» **YOUR INSTRUCTIONS**
Please copy the text on i440EX memory density below word for word, in full.

» **SOURCE DOCUMENT**
+++++
Look at your motherboard, post some photos of your motherboard in good detail, and how is the CPU's heatsink and good thermal paste applied?

EX chipset is crippled and uses low density modules meaning 128MB as 8 or 9 chips total or 256MB with 16 or 18 chips total each.

Cheers,

"Low density" isn't really a helpful term, as what is "low" or "high" changes with time. Much better to just state the density itself, that's unambiguous.

i440EX officially supports up t0 64Mb memory density, so 64MB with single-sided 8/9 chip DIMMs or 128MB with double-sided 16/18 chip DIMMs.
However the i440LX and EX will also happily work with 128Mb density chips, giving you twice that, the sizes you are referring to. When the i440EX was current this was considered very high density, it only became low density when the 800-series chipsets and later Via ApolloPro133A and KT133(A) started supporting 256Mb chips.
+++++
» **MATERIAL PROVIDED**
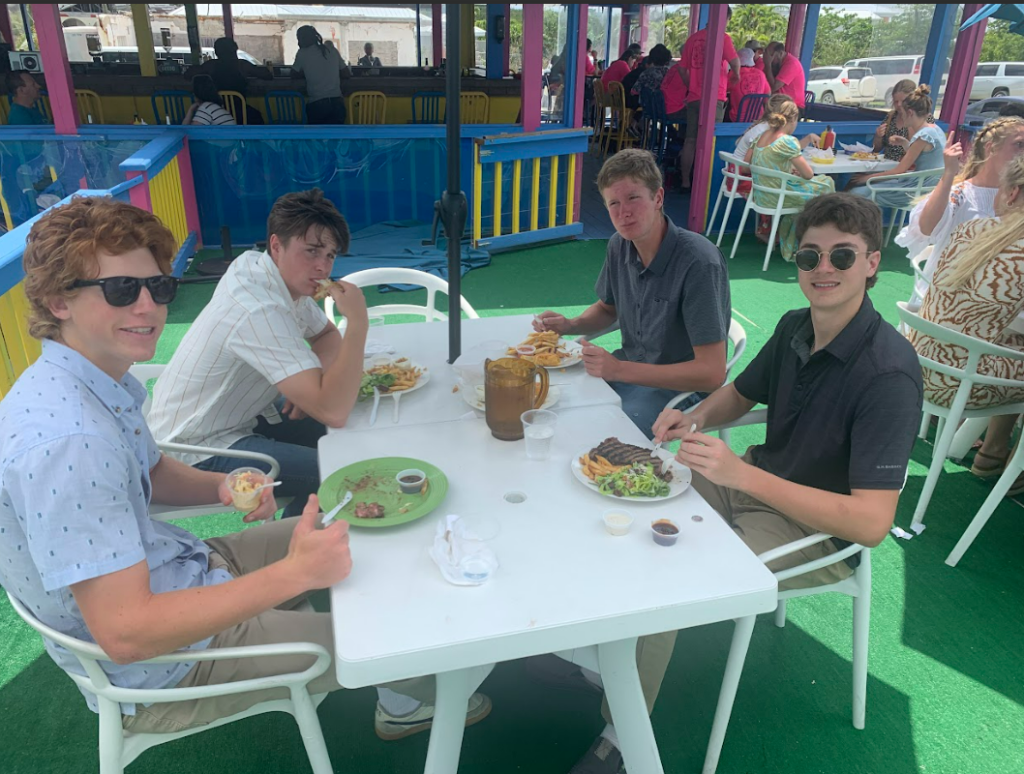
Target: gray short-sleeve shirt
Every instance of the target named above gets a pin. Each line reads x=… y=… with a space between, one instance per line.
+++++
» **FINISHED TASK**
Look at your motherboard, post some photos of your motherboard in good detail, and how is the CPU's heatsink and good thermal paste applied?

EX chipset is crippled and uses low density modules meaning 128MB as 8 or 9 chips total or 256MB with 16 or 18 chips total each.

Cheers,

"Low density" isn't really a helpful term, as what is "low" or "high" changes with time. Much better to just state the density itself, that's unambiguous.

i440EX officially supports up t0 64Mb memory density, so 64MB with single-sided 8/9 chip DIMMs or 128MB with double-sided 16/18 chip DIMMs.
However the i440LX and EX will also happily work with 128Mb density chips, giving you twice that, the sizes you are referring to. When the i440EX was current this was considered very high density, it only became low density when the 800-series chipsets and later Via ApolloPro133A and KT133(A) started supporting 256Mb chips.